** Aim of the exercise **
Reproduce the records from the line with "Spot the gable" to the line with "[[347, 389], [43, 336], [291, 316]]", both included, and add 64 to every number in the answer coordinates. Give all other lines without change.

** Data for this task **
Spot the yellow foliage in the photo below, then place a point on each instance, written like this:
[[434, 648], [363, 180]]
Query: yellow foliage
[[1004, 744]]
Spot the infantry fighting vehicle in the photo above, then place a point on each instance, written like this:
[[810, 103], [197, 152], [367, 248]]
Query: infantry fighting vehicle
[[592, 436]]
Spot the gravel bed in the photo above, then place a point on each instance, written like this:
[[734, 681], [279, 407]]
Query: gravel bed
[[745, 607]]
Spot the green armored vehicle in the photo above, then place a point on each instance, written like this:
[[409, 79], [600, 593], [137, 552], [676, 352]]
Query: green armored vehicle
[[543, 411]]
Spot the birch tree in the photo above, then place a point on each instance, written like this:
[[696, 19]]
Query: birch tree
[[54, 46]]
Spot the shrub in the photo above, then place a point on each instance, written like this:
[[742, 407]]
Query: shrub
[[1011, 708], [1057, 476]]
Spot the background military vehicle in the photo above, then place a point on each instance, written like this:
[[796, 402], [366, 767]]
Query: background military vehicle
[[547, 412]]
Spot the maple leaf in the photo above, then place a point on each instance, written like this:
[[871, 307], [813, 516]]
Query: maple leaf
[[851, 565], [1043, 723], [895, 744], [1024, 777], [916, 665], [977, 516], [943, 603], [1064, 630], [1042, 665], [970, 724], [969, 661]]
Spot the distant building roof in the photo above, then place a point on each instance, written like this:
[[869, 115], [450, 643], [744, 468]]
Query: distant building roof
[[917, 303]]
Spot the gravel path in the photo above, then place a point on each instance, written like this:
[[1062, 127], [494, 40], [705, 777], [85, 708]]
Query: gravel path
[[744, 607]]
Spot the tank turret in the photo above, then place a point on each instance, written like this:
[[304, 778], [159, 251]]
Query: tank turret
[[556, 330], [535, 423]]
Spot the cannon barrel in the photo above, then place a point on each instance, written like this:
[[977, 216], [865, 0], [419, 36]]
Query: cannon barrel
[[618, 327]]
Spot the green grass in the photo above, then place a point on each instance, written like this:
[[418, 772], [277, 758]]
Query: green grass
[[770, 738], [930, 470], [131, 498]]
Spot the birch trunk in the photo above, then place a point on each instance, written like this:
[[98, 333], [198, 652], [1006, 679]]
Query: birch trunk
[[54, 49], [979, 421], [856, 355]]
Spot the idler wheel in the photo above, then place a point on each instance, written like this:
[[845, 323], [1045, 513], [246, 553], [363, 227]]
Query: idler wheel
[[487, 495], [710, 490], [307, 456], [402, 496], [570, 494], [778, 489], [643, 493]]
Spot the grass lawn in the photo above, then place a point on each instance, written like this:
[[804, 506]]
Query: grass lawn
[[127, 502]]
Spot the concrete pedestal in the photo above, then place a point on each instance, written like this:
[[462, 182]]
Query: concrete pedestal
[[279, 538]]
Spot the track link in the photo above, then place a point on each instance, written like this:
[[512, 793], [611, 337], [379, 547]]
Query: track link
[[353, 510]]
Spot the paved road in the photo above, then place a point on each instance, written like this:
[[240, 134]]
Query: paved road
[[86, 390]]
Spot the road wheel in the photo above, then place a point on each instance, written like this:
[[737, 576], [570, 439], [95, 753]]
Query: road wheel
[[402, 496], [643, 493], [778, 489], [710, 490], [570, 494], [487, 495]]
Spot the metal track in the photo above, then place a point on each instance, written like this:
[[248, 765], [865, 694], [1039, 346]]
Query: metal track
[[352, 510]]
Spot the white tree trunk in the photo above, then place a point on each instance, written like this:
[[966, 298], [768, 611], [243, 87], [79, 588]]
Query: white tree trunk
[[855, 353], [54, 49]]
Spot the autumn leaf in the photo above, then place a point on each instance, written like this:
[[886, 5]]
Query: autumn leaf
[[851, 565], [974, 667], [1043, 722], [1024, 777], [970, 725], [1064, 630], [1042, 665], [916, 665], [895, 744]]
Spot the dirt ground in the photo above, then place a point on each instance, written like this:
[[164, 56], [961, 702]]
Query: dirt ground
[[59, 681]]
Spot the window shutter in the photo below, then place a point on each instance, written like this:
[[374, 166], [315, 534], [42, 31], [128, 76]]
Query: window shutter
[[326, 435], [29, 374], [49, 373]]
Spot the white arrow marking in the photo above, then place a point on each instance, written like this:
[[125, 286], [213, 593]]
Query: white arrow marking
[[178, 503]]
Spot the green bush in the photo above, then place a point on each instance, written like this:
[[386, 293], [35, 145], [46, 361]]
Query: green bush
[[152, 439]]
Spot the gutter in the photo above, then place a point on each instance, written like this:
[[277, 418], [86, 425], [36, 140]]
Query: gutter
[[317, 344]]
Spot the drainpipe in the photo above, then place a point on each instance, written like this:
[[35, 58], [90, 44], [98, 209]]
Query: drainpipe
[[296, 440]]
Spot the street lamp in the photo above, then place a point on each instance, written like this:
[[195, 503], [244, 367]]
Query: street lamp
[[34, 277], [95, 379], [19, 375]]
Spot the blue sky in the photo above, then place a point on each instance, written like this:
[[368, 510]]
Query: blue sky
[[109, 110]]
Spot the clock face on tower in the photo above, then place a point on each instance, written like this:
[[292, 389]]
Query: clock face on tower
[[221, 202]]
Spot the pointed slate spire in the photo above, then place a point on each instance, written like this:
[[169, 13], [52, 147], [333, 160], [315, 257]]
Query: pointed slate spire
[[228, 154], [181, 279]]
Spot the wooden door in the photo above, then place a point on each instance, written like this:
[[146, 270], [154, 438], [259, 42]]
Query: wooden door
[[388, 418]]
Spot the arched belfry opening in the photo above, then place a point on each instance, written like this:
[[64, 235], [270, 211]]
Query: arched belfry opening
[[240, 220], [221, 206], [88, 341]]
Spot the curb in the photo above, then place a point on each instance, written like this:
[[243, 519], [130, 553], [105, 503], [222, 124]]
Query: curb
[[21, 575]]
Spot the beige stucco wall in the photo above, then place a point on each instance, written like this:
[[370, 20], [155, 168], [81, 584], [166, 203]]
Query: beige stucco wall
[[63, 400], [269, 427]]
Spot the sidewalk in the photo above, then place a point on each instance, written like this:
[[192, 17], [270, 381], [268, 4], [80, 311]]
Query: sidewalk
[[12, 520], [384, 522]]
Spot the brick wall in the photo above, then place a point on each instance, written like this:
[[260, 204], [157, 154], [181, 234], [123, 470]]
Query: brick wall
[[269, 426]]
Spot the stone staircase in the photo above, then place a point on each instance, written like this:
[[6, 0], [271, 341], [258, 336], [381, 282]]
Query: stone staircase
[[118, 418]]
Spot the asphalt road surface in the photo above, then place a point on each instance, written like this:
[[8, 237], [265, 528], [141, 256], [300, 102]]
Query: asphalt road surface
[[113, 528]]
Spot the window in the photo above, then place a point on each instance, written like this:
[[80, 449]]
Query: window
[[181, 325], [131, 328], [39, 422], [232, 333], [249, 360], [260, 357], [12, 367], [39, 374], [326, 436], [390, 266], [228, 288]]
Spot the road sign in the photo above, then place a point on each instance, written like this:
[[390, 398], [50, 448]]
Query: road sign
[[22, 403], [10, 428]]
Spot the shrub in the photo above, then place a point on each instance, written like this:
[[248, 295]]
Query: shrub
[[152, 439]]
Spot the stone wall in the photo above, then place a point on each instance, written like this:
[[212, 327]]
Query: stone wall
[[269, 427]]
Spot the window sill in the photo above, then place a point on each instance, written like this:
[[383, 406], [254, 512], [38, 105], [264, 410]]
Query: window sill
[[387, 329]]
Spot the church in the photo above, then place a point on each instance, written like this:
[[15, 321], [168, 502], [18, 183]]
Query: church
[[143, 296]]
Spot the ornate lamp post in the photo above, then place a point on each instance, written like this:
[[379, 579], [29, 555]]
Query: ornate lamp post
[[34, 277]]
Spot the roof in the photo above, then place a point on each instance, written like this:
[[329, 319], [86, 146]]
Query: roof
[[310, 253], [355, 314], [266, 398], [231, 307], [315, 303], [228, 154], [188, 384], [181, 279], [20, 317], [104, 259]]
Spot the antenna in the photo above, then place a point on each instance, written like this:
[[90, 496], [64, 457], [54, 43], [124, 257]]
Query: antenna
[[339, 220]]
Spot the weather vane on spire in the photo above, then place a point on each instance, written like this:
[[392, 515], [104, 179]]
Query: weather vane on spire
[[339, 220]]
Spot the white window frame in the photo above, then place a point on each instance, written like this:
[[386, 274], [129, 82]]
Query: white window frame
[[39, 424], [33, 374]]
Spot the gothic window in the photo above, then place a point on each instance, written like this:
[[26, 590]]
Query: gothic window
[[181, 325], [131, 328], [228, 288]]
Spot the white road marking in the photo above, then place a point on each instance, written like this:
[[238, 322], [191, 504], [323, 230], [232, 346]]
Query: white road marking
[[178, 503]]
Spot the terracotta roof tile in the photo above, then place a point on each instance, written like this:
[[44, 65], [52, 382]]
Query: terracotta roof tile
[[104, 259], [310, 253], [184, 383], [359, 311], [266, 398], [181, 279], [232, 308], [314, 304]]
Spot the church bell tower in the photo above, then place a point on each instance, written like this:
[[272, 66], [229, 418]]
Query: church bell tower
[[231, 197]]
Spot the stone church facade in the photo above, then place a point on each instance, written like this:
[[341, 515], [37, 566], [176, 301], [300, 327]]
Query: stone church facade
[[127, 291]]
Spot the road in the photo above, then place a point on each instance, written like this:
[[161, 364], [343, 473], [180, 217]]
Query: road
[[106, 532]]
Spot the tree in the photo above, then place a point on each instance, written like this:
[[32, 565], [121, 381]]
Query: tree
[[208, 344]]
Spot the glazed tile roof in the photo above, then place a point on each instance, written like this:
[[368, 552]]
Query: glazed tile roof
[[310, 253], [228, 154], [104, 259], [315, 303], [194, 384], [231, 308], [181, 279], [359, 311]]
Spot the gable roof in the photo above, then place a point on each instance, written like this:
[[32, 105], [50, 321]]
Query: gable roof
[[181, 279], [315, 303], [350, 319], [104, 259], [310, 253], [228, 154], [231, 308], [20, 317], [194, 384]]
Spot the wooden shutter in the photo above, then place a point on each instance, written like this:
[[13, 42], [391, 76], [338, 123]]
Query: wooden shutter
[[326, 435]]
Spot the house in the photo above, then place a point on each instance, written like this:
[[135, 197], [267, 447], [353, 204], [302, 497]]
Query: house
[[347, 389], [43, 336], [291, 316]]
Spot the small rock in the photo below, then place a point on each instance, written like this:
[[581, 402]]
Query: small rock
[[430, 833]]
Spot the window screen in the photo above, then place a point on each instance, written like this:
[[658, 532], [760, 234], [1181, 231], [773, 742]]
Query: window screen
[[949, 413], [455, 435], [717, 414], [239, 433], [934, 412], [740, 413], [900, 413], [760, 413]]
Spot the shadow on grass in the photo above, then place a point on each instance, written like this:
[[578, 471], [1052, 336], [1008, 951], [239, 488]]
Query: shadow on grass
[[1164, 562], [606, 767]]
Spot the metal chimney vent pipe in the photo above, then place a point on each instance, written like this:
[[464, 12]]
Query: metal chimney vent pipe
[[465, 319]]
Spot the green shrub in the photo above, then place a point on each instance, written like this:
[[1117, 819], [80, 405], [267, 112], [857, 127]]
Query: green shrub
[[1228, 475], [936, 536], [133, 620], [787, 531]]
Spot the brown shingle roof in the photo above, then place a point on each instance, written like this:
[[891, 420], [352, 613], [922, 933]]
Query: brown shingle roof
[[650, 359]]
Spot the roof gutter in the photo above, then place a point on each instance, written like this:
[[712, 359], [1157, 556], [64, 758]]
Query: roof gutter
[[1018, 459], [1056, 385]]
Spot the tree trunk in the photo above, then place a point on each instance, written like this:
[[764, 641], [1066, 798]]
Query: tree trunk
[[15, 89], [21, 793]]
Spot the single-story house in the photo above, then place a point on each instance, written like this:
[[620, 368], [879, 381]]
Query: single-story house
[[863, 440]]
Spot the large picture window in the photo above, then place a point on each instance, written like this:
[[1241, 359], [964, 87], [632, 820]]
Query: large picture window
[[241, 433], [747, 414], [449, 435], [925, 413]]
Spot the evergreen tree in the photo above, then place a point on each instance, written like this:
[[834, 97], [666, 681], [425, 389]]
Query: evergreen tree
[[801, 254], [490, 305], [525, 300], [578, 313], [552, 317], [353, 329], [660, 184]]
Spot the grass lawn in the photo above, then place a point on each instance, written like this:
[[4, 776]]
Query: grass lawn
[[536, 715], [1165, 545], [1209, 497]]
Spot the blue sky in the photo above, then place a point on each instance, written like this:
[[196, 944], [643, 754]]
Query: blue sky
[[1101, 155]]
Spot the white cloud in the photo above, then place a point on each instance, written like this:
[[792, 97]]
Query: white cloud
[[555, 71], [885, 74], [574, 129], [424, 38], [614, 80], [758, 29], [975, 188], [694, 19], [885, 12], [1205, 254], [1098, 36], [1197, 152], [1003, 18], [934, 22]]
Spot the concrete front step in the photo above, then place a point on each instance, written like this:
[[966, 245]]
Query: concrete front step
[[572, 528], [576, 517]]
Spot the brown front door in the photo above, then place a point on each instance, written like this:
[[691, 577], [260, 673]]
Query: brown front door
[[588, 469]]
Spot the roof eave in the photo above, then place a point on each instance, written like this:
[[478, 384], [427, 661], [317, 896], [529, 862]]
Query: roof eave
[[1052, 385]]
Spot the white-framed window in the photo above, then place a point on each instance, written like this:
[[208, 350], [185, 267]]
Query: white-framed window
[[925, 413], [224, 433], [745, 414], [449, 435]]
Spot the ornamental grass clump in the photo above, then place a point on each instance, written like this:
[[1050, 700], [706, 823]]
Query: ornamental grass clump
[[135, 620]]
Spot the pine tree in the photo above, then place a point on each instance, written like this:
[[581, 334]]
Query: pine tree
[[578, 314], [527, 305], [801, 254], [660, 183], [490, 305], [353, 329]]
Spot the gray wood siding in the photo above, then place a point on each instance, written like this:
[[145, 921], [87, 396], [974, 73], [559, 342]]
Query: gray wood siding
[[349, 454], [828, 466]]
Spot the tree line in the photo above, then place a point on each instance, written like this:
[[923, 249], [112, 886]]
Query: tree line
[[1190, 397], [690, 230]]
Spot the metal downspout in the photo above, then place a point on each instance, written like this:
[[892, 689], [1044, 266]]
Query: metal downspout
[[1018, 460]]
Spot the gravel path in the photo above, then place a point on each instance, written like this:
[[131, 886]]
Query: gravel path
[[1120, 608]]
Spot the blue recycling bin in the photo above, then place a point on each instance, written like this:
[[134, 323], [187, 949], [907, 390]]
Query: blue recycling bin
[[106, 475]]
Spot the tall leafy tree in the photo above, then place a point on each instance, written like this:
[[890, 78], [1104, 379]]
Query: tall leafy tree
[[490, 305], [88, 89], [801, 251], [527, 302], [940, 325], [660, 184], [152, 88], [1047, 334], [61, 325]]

** The solution **
Spot the gable roof in the photo above, then place a point on each instance, written like this:
[[32, 105], [50, 321]]
Query: gable roof
[[245, 343], [379, 367], [414, 383], [168, 323], [374, 317], [292, 218], [295, 372], [84, 381], [258, 448]]
Spot the wooden shutter in the photo above, then place a point on each instance, written like this:
[[13, 42], [391, 76], [338, 123]]
Query: wooden shutter
[[390, 499]]
Spot the house in the photo above, then place a point on each instance, written like this:
[[135, 197], [267, 447], [353, 204], [302, 497]]
Query: house
[[411, 453], [107, 400], [355, 380]]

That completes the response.